═════ Source text ═════

Peer Review

Benefits of Peer Review of Teaching

Student feedback ratings traditionally play a dominant role as indicators of effective teaching. Increasingly, other evaluative approaches and data sources are used to assess teaching quality, such as academic colleagues reviewing peer’s teaching and providing feedback.
 
Students are well placed to comment on many aspects of classroom teaching (e.g. clarity of presentation, interpersonal rapport with students, and concern for students’ progress). Academic colleagues, on the other hand, are better qualified to meaningfully evaluate other aspects of teaching (e.g. mastery of content, course goals, course organisation and materials). Further, the work of an individual faculty member is more highly valued if it has been subjected to rigourous peer review. In the same way that research quality due to dialogue and debate among disciplinary peers, so would the quality of teaching benefit from similar opportunities.
 
Accordingly, some researchers have put forward a multi-dimensional view of scholarship that embraces both teaching and research, and they are changing how people view and value faculty roles and responsibilities, commonly referred to as the Scholarship of Teaching and Learning. Reinforcing this point, twenty six professional societies have published discipline-specific rationales for restructuring faculty roles and responsibilities to evaluate and reward teaching in ways comparable to research. 
 

SMU Context

In 2006, the External Review Panel recommended a holistic evaluation of teaching in SMU that includes peer review. This led to the development of the Peer~Care Programme to promote formative and summative peer review.
  1. Formative peer review is intended for the developmental increments and improvements in teaching practices. Referred to as peer coaching in SMU, the programme is managed by CTE. Schools also advocate informal pairing of junior faculty members with experienced faculty members.
  2. Summative peer review focuses on providing judgmental and comparative information for the faculty member about the status of his/her teaching practices, as well as for the purposes of institutional and programme accountability, policy, and decision making. In SMU, summative peer review is managed by the schools in ways that best fit their values, educational goals and expectations.

═════

Written request 1 |
Can you reproduce the listing verbatim, from its first line up to and including the line containing "918, 267, 945, 280"?
The peer review page and the listing come from unrelated sources.

═════ Material supplied ═════

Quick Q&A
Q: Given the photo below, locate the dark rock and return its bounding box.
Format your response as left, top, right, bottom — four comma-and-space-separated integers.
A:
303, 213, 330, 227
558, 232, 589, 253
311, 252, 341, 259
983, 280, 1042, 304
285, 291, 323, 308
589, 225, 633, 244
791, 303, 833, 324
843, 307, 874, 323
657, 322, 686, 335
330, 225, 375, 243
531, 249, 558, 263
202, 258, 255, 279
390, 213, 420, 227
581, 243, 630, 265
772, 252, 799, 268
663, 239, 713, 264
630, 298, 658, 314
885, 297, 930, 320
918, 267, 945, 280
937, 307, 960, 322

═════

Written request 2 |
How would you put this sentence from the peer review page into Spanish: "This led to the development of the Peer~Care Programme to promote formative and summative peer review."?

Written reply 1 |
Quick Q&A
Q: Given the photo below, locate the dark rock and return its bounding box.
Format your response as left, top, right, bottom — four comma-and-space-separated integers.
A:
303, 213, 330, 227
558, 232, 589, 253
311, 252, 341, 259
983, 280, 1042, 304
285, 291, 323, 308
589, 225, 633, 244
791, 303, 833, 324
843, 307, 874, 323
657, 322, 686, 335
330, 225, 375, 243
531, 249, 558, 263
202, 258, 255, 279
390, 213, 420, 227
581, 243, 630, 265
772, 252, 799, 268
663, 239, 713, 264
630, 298, 658, 314
885, 297, 930, 320
918, 267, 945, 280

Written reply 2 |
Esto llevó al desarrollo del Peer~Care Programme para promover la revisión por pares formativa y sumativa.